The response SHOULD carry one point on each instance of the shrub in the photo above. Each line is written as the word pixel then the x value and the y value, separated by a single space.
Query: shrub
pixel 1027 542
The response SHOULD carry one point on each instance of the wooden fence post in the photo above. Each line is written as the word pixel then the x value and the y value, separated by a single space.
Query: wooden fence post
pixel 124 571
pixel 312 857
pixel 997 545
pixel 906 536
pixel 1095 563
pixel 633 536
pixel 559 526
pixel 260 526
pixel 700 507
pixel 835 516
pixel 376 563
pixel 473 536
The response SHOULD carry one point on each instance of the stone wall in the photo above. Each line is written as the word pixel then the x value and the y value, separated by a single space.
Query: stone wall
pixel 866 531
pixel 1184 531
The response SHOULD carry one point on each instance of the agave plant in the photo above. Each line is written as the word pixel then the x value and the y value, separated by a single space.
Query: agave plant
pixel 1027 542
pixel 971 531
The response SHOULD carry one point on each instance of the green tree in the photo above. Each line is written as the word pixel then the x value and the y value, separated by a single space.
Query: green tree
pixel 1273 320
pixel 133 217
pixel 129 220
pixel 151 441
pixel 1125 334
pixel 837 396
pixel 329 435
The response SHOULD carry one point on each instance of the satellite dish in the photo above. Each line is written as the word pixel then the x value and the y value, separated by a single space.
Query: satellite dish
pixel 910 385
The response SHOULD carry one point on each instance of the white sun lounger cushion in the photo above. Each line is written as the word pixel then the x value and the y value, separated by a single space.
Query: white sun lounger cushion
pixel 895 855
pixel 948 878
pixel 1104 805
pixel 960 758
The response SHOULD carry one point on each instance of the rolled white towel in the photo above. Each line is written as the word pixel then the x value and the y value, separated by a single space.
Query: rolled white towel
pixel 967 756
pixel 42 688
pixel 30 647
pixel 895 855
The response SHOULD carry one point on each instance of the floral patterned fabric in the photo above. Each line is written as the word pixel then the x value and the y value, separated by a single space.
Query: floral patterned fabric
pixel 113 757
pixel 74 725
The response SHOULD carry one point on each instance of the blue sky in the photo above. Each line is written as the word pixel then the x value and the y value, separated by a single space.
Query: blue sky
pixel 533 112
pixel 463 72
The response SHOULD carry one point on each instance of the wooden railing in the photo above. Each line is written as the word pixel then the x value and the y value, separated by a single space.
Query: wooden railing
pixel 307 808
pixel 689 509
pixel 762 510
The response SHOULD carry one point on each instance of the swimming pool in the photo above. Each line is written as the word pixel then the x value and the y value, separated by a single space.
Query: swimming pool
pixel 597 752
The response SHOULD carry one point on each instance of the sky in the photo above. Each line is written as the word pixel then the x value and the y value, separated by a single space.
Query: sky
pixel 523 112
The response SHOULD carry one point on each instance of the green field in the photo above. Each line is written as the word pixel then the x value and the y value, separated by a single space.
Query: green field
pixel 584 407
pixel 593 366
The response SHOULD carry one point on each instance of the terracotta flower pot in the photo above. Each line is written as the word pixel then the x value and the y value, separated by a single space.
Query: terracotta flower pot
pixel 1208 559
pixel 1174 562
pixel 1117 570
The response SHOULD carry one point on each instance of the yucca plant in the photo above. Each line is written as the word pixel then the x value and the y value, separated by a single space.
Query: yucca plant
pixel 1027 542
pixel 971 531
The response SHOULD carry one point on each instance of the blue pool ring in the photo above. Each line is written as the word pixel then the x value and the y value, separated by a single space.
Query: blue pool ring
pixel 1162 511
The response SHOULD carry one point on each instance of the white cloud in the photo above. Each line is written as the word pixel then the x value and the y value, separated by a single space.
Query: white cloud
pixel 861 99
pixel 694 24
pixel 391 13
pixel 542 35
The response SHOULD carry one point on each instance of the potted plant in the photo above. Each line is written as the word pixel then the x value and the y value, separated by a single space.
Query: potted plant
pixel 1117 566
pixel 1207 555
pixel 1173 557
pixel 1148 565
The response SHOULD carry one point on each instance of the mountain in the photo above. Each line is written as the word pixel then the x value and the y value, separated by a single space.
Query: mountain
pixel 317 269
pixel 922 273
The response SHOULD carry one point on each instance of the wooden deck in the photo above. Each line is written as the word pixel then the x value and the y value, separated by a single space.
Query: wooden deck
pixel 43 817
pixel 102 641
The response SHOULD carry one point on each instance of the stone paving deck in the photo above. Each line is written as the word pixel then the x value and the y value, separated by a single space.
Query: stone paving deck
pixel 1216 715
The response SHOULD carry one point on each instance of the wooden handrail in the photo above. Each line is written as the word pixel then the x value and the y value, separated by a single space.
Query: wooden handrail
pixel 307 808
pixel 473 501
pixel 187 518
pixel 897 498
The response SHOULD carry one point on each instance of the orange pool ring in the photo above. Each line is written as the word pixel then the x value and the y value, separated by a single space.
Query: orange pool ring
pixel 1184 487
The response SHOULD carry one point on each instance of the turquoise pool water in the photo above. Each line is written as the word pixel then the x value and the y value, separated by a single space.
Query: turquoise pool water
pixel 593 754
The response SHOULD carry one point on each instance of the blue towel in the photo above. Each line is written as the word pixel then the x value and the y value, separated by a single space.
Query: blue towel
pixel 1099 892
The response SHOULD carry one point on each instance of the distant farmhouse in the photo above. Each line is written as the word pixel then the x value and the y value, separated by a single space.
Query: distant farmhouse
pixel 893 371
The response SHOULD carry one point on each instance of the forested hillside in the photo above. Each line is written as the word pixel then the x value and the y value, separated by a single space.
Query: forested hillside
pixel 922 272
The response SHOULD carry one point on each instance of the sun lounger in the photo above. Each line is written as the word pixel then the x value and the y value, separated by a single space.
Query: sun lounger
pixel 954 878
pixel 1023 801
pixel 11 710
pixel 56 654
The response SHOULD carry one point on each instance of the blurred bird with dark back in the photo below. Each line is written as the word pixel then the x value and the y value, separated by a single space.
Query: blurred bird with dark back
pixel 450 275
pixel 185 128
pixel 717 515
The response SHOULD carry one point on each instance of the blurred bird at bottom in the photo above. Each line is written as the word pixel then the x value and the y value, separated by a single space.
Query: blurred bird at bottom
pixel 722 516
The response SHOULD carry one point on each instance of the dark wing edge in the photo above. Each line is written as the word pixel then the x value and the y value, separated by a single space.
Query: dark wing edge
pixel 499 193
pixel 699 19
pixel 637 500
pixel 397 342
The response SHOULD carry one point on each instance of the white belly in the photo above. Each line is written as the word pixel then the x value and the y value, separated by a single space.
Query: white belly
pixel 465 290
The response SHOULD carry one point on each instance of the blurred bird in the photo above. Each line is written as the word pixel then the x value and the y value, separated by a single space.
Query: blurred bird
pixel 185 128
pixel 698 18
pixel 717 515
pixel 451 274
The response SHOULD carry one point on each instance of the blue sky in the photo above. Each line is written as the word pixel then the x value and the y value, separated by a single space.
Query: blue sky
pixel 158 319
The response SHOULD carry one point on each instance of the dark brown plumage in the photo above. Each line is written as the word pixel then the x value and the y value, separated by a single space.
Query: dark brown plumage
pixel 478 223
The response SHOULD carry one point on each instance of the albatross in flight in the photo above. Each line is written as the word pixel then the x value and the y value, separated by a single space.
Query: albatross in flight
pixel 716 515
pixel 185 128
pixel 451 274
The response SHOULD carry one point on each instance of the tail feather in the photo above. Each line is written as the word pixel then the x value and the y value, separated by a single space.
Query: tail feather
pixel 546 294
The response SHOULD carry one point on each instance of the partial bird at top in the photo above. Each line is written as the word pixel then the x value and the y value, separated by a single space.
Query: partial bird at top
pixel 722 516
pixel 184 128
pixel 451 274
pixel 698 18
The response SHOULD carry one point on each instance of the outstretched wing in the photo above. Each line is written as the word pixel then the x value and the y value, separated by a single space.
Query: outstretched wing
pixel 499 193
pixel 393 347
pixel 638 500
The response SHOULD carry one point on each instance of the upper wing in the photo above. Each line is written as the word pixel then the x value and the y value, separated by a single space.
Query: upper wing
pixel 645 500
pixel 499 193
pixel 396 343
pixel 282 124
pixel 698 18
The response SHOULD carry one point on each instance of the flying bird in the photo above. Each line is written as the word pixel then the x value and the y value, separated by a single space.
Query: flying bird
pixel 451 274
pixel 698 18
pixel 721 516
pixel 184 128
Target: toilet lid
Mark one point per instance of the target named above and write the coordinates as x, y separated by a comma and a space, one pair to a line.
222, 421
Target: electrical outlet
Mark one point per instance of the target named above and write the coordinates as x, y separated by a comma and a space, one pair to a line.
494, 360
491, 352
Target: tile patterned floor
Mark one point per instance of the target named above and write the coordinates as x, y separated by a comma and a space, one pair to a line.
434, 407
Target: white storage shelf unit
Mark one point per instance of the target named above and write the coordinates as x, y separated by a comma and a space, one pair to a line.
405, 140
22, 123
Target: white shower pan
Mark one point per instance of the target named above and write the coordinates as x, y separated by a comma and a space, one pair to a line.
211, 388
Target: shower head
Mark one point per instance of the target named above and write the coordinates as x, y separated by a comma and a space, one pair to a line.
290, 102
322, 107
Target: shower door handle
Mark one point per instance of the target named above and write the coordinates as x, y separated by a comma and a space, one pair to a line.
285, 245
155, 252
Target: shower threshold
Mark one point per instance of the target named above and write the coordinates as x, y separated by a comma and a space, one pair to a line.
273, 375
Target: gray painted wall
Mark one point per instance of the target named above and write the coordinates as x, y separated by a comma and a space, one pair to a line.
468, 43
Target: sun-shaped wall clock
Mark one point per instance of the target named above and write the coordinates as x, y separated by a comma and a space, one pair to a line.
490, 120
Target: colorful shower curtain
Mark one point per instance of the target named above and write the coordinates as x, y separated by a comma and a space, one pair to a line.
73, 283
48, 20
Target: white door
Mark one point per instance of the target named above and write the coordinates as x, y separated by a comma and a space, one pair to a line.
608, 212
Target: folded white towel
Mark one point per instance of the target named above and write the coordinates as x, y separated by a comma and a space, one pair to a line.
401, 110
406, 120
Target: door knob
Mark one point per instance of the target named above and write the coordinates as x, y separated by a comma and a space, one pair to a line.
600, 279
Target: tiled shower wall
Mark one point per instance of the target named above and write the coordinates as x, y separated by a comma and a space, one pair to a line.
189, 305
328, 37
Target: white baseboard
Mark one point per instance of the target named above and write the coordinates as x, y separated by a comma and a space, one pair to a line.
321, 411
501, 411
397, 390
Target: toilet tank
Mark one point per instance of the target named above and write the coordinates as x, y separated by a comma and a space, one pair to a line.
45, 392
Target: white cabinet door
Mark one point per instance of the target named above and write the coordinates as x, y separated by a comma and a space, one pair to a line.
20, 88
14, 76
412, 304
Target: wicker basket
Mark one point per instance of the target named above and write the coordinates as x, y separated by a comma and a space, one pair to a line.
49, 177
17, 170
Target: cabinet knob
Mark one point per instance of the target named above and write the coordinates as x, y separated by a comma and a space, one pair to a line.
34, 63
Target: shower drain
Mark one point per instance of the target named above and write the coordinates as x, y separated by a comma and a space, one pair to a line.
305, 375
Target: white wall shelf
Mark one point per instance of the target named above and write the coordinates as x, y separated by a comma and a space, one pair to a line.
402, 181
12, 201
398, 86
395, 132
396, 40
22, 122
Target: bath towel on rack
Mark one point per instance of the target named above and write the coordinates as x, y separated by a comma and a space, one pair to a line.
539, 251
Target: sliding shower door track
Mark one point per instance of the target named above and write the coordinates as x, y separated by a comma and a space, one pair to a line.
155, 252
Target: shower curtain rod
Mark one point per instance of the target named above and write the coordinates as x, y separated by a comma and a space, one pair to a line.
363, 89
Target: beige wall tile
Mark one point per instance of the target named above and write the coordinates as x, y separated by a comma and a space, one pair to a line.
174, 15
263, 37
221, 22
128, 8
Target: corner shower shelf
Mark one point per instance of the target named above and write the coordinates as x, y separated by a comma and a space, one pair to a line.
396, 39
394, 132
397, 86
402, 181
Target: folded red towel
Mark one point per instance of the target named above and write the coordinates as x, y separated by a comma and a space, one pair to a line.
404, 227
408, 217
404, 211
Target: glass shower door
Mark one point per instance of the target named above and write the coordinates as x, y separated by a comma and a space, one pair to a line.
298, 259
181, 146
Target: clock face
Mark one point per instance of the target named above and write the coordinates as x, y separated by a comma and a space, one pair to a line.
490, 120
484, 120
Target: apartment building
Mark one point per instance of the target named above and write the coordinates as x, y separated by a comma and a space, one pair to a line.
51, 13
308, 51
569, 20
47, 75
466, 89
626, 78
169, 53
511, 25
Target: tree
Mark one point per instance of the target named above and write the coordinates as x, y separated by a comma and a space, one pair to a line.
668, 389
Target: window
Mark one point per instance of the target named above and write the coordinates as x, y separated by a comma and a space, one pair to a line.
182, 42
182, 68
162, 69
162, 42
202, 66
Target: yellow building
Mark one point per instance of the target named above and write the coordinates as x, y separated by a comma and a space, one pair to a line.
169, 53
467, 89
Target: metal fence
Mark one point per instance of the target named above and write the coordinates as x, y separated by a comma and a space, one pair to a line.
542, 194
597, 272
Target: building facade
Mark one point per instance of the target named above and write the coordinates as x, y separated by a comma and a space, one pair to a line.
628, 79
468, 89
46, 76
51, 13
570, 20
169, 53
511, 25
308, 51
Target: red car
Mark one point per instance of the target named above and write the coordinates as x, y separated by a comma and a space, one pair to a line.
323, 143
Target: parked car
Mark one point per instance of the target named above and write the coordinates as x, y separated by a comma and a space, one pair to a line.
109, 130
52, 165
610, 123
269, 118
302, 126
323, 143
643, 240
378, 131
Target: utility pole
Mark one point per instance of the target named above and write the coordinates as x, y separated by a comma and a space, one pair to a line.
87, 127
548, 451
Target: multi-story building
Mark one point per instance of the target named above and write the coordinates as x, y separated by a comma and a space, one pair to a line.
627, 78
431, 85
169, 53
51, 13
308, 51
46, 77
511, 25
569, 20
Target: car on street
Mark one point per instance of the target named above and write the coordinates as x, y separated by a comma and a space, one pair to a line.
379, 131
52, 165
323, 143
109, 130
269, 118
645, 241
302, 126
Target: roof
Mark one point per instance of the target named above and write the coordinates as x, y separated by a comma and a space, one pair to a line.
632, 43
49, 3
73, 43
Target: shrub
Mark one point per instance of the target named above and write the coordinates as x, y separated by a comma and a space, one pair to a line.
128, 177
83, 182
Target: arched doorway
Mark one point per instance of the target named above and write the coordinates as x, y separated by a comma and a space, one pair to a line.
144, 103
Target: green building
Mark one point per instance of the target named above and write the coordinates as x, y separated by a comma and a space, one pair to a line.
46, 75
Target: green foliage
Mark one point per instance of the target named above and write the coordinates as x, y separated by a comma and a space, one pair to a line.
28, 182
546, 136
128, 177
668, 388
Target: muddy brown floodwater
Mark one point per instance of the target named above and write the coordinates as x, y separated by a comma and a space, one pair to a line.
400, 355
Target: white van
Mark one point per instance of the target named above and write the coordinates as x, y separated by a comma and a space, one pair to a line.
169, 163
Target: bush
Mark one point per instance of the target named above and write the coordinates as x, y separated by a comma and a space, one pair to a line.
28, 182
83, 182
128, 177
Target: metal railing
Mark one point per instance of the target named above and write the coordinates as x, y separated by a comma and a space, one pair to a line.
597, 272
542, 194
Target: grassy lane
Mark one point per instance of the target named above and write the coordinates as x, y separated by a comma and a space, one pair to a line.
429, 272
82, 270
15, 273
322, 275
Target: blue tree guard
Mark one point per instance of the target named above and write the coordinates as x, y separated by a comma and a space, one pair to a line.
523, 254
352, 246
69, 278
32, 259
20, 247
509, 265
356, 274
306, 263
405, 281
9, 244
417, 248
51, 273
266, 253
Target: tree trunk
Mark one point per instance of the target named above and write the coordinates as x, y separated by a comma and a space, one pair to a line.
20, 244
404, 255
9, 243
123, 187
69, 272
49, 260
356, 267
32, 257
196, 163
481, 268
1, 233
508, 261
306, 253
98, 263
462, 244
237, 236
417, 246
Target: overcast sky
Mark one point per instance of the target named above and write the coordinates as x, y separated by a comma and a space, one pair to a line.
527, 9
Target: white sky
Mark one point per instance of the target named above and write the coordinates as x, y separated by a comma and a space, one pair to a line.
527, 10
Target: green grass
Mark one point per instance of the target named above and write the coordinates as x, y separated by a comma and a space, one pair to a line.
________________________
Tell how many lines in the material hold the word "knob". Reply with the number only.

2